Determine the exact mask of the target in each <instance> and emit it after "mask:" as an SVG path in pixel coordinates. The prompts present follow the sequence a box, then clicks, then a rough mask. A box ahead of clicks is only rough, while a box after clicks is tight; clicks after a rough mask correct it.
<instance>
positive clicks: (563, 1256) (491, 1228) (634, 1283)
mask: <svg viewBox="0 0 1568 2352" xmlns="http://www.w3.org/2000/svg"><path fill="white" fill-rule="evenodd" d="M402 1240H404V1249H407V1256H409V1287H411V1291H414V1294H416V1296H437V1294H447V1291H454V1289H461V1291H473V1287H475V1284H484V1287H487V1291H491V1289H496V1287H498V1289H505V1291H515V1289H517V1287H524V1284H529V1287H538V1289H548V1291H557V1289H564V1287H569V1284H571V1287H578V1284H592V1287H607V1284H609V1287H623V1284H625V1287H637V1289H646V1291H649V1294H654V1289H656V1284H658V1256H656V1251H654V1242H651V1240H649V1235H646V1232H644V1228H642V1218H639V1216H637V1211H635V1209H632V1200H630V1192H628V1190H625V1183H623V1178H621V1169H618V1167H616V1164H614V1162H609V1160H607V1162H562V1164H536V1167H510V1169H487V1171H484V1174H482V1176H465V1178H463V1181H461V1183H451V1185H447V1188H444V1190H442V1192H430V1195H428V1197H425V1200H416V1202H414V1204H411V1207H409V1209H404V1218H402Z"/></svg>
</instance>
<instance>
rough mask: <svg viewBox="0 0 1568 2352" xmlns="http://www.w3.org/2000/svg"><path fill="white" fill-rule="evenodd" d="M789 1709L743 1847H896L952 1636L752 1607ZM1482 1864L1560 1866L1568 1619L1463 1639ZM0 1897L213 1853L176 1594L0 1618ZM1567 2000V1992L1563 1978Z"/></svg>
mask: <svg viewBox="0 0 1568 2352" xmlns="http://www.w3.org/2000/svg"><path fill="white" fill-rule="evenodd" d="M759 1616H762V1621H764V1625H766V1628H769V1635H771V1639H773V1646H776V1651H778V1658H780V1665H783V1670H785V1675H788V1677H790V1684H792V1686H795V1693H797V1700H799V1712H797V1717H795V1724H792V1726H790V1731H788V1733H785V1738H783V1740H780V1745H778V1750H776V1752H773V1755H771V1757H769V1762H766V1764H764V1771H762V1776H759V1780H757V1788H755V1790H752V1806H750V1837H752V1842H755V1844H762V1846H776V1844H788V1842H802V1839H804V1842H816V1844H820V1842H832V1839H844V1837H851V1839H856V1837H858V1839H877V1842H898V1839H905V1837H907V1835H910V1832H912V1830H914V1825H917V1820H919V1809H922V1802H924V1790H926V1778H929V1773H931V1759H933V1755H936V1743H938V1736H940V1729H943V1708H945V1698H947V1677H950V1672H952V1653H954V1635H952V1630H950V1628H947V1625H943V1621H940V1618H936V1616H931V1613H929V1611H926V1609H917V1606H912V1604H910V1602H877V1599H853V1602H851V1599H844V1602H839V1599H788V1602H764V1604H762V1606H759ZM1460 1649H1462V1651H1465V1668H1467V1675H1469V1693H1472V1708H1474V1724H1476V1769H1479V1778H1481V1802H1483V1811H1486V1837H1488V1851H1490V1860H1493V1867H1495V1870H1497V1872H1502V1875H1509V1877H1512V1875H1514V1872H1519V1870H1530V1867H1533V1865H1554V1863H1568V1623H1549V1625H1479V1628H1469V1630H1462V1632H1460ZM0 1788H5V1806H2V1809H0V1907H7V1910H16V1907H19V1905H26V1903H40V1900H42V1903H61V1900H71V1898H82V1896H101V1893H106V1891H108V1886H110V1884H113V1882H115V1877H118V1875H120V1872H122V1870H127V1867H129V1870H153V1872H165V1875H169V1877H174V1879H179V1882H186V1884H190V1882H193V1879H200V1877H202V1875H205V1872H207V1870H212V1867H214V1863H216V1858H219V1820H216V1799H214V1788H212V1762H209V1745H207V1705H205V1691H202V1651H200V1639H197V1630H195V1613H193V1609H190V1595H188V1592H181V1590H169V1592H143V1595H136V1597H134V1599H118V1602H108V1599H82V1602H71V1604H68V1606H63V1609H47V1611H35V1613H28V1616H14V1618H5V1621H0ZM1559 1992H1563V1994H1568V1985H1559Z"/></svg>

■ **Task prompt**
Report every line containing the string "instance" in the material.

■ **Solution to the problem**
Determine the exact mask of the target in each <instance> and emit it after "mask:" as an SVG path in pixel coordinates. The prompts present follow the sequence a box, then clicks, then a rough mask. A box ahead of clicks is only rough, while a box after clicks is tight; clicks after a rough mask correct it.
<instance>
</instance>
<instance>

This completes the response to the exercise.